## [What is being asked]
Which lines in the records below contain the word "concrete"? Copy out each one in full.

## [Data entries]
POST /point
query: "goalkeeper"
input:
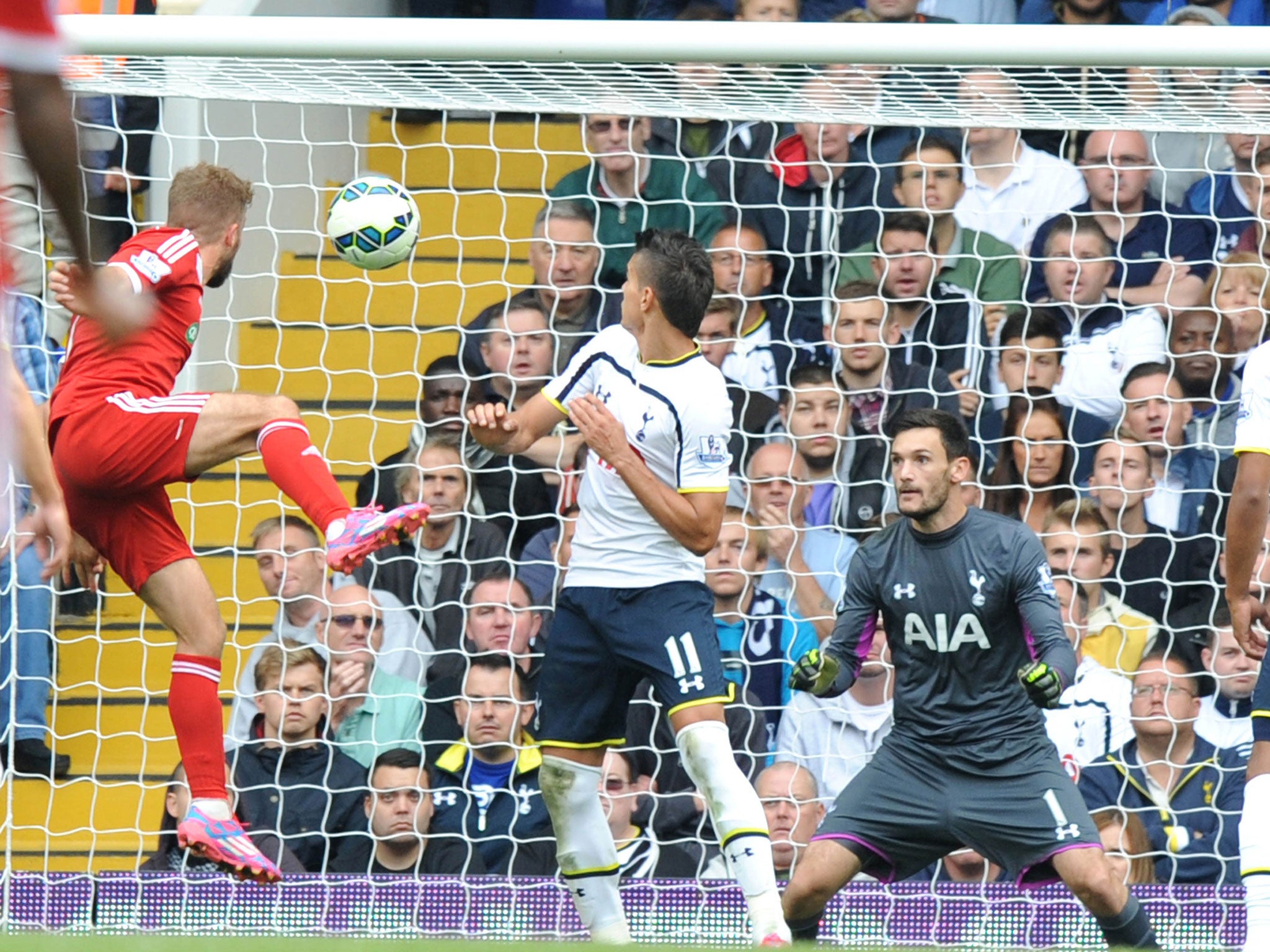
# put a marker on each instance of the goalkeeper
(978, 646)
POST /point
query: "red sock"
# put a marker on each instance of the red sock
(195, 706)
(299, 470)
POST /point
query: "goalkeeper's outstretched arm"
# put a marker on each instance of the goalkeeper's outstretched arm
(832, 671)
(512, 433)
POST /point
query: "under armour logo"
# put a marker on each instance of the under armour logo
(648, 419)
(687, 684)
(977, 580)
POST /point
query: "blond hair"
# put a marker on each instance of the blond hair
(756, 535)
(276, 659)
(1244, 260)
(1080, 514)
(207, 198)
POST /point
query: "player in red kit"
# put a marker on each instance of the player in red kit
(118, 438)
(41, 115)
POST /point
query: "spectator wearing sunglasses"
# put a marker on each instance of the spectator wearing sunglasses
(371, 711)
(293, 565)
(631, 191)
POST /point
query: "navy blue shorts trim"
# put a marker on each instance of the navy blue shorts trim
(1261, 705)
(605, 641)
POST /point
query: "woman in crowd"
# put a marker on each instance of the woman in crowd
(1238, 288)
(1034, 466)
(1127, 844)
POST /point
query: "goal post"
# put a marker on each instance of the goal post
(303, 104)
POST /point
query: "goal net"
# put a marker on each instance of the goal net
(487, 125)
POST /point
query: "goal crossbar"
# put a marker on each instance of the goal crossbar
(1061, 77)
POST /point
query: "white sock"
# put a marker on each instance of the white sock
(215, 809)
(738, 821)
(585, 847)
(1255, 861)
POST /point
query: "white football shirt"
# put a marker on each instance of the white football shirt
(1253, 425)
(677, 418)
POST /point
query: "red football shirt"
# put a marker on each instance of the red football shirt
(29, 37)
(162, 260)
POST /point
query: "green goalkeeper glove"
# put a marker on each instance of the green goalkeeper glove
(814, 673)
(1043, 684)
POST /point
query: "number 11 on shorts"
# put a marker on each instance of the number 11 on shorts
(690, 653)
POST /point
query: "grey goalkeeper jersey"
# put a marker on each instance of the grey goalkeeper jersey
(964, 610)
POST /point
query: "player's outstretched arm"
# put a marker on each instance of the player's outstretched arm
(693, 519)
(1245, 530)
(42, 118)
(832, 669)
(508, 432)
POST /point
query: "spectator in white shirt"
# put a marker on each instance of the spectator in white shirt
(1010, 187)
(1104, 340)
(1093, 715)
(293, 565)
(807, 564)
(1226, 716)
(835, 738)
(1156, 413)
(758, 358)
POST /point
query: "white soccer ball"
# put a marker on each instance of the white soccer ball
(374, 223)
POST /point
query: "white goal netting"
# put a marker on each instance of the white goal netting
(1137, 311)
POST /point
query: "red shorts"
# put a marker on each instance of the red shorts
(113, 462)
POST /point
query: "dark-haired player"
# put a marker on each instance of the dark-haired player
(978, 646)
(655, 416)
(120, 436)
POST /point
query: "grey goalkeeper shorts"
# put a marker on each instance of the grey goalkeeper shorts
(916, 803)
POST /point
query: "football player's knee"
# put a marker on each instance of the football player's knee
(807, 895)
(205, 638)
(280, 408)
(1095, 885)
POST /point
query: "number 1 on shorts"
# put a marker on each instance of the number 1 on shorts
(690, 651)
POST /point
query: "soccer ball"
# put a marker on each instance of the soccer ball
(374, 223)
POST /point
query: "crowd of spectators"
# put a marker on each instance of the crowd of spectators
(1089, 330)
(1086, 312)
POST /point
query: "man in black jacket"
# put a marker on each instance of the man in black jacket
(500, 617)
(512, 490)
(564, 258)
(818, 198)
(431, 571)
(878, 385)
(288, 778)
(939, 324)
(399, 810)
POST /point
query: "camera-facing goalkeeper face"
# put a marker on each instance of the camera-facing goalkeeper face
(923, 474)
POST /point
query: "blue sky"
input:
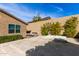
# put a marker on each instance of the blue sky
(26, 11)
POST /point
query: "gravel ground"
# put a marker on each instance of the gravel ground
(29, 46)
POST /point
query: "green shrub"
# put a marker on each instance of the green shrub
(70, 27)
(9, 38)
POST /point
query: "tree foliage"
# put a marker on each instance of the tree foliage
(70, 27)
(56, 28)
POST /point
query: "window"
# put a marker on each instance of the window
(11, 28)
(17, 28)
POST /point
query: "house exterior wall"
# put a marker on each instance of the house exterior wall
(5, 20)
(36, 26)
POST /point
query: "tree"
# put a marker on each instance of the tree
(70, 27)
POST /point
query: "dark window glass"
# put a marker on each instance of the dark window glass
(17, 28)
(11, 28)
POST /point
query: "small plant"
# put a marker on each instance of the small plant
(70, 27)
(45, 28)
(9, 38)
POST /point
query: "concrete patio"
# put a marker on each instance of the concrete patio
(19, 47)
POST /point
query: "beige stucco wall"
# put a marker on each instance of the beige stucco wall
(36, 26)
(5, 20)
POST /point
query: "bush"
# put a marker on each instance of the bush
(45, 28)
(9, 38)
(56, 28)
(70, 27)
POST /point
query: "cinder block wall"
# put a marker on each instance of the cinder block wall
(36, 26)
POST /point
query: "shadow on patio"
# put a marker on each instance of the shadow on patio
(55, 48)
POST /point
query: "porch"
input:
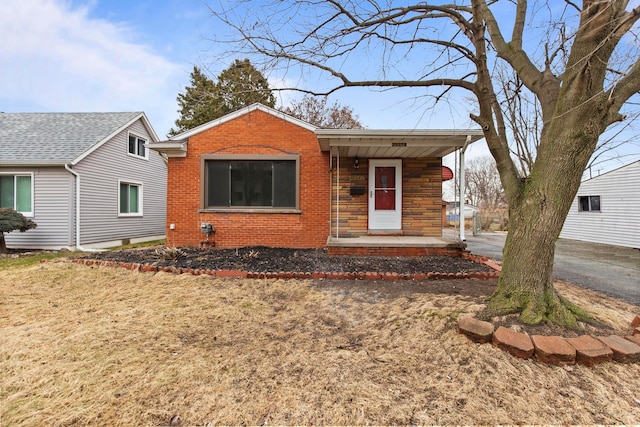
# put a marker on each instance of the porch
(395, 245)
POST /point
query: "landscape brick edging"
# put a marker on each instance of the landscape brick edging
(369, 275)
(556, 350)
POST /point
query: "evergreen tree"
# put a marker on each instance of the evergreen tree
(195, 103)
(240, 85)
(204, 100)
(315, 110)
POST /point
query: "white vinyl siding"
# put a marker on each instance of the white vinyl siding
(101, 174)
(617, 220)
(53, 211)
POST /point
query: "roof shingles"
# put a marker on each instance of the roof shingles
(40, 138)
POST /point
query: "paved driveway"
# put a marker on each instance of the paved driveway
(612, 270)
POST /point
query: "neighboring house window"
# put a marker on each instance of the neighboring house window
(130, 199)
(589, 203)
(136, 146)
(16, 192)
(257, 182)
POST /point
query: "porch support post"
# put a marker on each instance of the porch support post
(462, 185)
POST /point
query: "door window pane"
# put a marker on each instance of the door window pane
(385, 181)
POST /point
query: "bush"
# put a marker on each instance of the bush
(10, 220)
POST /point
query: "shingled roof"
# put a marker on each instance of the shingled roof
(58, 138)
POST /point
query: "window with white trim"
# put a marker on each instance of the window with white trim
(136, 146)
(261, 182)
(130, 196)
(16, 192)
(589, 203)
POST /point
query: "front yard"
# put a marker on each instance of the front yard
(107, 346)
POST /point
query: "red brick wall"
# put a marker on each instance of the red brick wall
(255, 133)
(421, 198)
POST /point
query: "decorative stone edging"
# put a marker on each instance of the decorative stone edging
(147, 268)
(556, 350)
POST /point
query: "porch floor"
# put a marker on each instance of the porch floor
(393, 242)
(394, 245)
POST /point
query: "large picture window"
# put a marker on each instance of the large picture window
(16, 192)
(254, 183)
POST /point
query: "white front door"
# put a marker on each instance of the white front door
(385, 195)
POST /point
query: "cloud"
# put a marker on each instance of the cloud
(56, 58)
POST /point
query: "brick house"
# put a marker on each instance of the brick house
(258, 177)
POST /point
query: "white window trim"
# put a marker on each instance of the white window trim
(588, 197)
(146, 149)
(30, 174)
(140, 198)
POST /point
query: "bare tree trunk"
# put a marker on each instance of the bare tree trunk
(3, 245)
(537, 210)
==
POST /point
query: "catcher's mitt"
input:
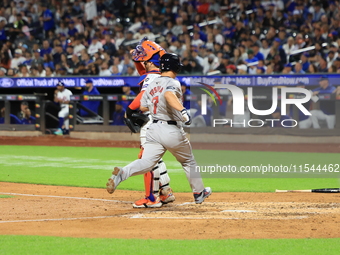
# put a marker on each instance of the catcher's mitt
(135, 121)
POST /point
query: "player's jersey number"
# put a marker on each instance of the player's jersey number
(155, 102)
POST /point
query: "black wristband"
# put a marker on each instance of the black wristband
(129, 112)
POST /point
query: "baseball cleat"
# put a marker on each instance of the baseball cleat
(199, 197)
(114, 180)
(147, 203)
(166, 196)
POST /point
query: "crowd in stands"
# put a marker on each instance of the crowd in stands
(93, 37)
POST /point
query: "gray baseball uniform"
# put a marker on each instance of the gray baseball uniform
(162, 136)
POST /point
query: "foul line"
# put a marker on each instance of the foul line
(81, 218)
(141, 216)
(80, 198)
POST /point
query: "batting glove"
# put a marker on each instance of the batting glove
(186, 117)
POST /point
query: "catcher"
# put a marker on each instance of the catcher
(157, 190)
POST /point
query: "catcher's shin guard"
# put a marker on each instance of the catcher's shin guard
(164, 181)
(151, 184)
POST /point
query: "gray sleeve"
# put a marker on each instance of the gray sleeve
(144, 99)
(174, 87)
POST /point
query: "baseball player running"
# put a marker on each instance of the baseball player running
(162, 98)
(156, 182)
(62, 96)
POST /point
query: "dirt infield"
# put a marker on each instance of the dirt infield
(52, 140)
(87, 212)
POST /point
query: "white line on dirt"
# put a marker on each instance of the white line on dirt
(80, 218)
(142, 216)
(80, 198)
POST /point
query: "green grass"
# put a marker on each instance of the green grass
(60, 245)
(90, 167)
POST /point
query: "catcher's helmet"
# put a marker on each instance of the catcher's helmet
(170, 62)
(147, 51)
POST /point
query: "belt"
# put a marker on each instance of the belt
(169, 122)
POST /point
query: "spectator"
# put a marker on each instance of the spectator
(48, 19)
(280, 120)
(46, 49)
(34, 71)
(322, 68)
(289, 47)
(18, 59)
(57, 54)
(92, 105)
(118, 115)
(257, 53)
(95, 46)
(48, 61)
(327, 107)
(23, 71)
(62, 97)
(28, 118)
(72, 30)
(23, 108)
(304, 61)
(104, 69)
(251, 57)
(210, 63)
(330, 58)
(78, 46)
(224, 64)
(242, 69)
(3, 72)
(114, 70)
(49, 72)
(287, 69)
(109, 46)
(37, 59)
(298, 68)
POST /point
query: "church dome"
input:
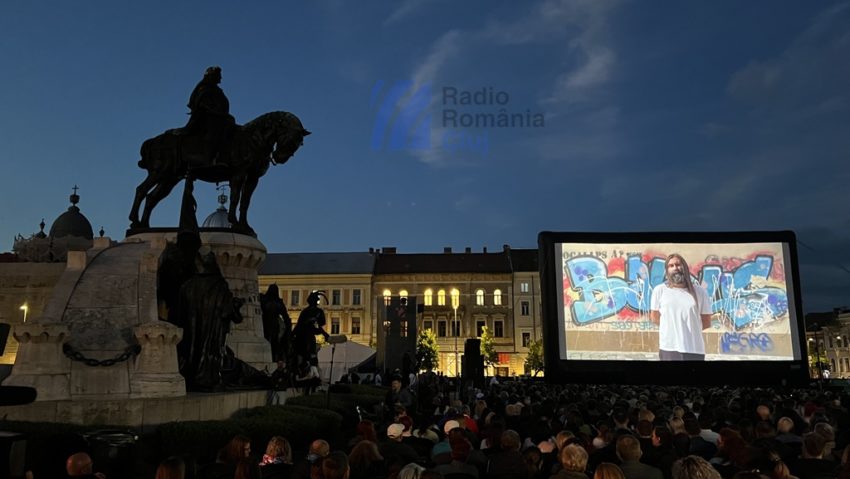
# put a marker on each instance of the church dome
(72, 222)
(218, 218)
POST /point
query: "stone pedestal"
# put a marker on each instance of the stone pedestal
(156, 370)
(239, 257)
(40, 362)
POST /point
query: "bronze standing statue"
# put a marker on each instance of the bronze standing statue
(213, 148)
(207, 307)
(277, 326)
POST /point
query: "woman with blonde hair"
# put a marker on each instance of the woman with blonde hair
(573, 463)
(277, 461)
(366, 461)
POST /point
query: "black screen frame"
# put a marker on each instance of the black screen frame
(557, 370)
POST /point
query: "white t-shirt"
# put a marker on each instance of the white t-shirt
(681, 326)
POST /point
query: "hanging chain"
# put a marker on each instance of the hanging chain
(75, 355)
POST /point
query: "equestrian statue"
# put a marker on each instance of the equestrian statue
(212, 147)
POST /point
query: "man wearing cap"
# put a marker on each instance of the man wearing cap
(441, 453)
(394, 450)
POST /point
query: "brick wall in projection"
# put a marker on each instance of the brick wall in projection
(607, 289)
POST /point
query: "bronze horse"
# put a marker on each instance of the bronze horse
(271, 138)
---
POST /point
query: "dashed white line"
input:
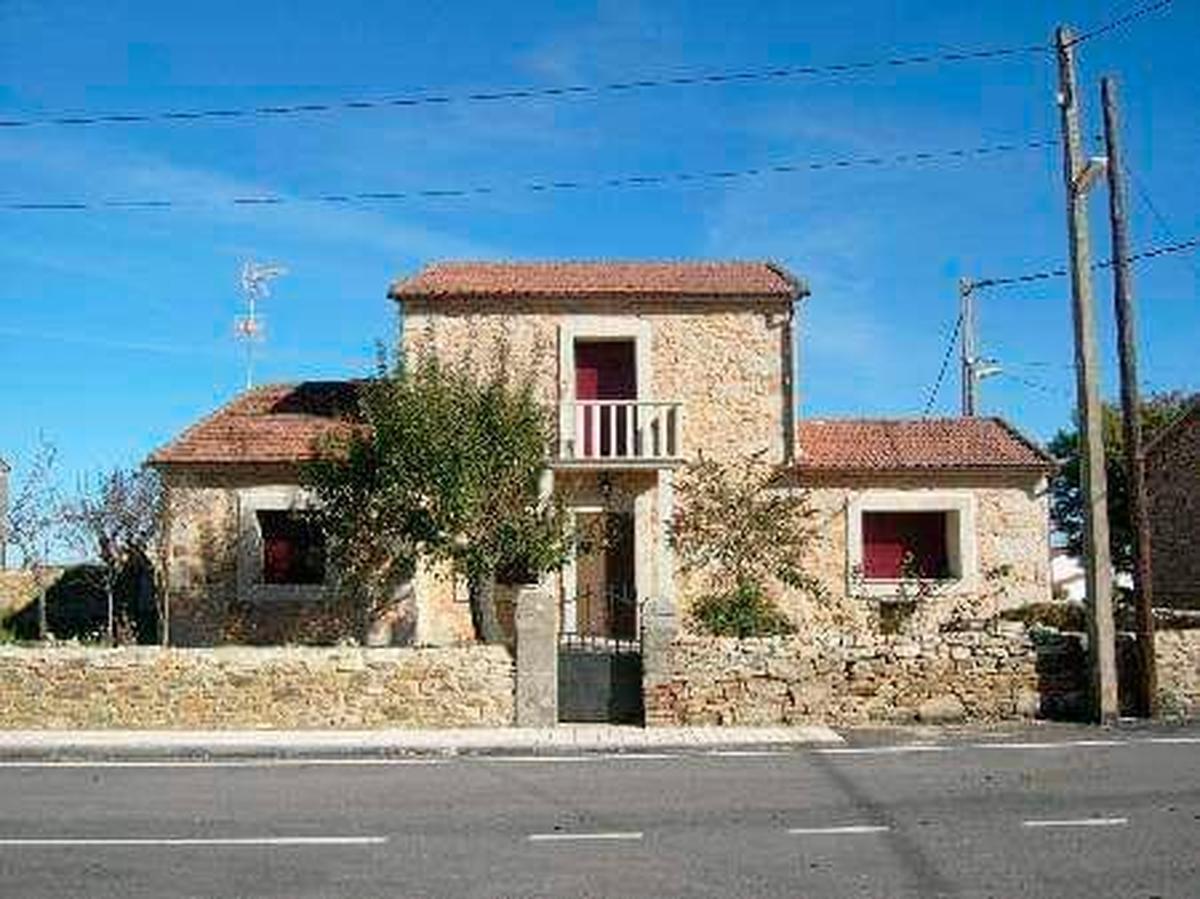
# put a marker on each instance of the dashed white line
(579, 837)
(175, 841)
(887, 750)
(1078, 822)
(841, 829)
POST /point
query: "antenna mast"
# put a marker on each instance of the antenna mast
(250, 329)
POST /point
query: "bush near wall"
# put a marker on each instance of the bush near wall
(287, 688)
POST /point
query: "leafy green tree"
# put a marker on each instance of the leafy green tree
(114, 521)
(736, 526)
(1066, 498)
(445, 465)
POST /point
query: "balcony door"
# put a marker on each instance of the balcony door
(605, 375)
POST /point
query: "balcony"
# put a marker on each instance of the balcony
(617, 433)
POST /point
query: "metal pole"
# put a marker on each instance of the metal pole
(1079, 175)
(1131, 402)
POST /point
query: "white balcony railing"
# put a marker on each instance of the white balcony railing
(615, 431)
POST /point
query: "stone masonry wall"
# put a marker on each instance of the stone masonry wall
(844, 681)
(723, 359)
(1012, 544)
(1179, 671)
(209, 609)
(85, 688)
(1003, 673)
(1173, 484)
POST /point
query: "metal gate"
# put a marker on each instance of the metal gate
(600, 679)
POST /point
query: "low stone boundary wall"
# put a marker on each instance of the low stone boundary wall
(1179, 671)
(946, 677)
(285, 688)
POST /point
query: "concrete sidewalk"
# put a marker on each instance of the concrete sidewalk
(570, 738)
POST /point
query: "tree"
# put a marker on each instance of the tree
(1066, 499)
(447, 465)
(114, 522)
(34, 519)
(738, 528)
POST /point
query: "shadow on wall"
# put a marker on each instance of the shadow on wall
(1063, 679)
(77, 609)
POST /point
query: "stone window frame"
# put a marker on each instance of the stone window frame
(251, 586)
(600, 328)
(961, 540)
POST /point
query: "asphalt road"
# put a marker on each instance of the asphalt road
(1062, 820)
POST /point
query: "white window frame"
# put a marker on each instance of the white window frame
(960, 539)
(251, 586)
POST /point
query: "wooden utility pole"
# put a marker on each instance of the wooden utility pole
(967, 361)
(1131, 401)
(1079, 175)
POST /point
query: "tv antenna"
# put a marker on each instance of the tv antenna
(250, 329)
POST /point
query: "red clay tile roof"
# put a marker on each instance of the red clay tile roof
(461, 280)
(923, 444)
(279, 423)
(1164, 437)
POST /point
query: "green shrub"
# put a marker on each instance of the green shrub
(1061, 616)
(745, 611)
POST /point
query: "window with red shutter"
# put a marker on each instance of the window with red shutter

## [Complete output]
query: "concrete patio"
# put a marker on each instance of the concrete patio
query: "concrete sidewalk"
# put a marker on each instance of the concrete sidewalk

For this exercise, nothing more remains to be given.